== TEXT PROVIDED ==
━━━━━━━━━━━━━━━━
ADF&G biologists continue to grapple with abandoned nets

Jun 6, 2019

Biologists in Dillingham say abandoned nets are getting caught in local waterways and causing problems for wildlife.

ADF&G area management biologist Tim Sands wades towards an abandoned net in Squaw Creek.
Credit Alex Hager / KDLG

For the second year in a row, biologists in Dillingham are grappling with the problem of abandoned nets getting caught in Squaw Creek. On Tuesday, Tim Sands trudged into the mud on the banks of the creek to try in efforts to remove one that was snagged deep in the channel.


Sands is an area management biologist with the Alaska Department of Fish and Game. He said this is the third net he’s seen in the creek in just two years; and he has spotted others in the Wood River.  According to Sands, the stuck nets, he said, have been hurting local wildlife.

“One had a dead otter in it,” he said. “Pieces and parts of other fish, and I think a bird too.”

Abandoned gear is preventable, and ADF&G encourages fishermen to take good care of their nets to keep them from getting stuck in rivers and creeks that are home to fish and other animals.

“We really want people to be careful with their nets,” Sands said. “Don’t leave them on the bank. When you’re done with it, put it away. Don’t leave it in a pile somewhere where the tide could get it or somebody else could kick it into the water.”

Stuck nets can also be hard to retrieve. Sands and another biologist tried to pull the Squaw Creek net out with a winch cable at low tide, but the deep mud made it impossible for them to reach it, and the net remains stuck at the bottom of the creek. But steps can be taken to keep this from happening in the future.

“Commercial fishermen, if they lose nets, they are required to report the lost net to the Fish and Game within 15 hours,” Sands said.

Fishermen can take unwanted nets to the web recycling van at the harbor and throw out damaged lines at the landfill. If they don’t, according to Sands, nets will continue to get stuck and harm mammals, birds, and some of the pink and coho salmon that travel up tributaries like Squaw Creek.

Fishermen can report lost nets to ADF&G in Dillingham and King Salmon or to the Alaska Wildlife Troopers in Dillingham.
━━━━━━━━━━━━━━━━
== DATASET EXCERPTS ==
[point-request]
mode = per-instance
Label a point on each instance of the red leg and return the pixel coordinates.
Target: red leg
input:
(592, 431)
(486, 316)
━━━━━━━━━━━━━━━━
== WORK INSTRUCTIONS ==
A – Repeat the stretch of the article on abandoned nets from "ADF&G area management" through "in the channel.".
B – Please list every office or agency, with its town, where the article on abandoned nets says fishermen can report lost nets.
The entries are separate from the article on abandoned nets.

== EXERCISE ANSWERS ==
A –
ADF&G area management biologist Tim Sands wades towards an abandoned net in Squaw Creek.
Credit Alex Hager / KDLG

For the second year in a row, biologists in Dillingham are grappling with the problem of abandoned nets getting caught in Squaw Creek. On Tuesday, Tim Sands trudged into the mud on the banks of the creek to try in efforts to remove one that was snagged deep in the channel.

B –
- ADF&G in Dillingham
- ADF&G in King Salmon
- Alaska Wildlife Troopers in Dillingham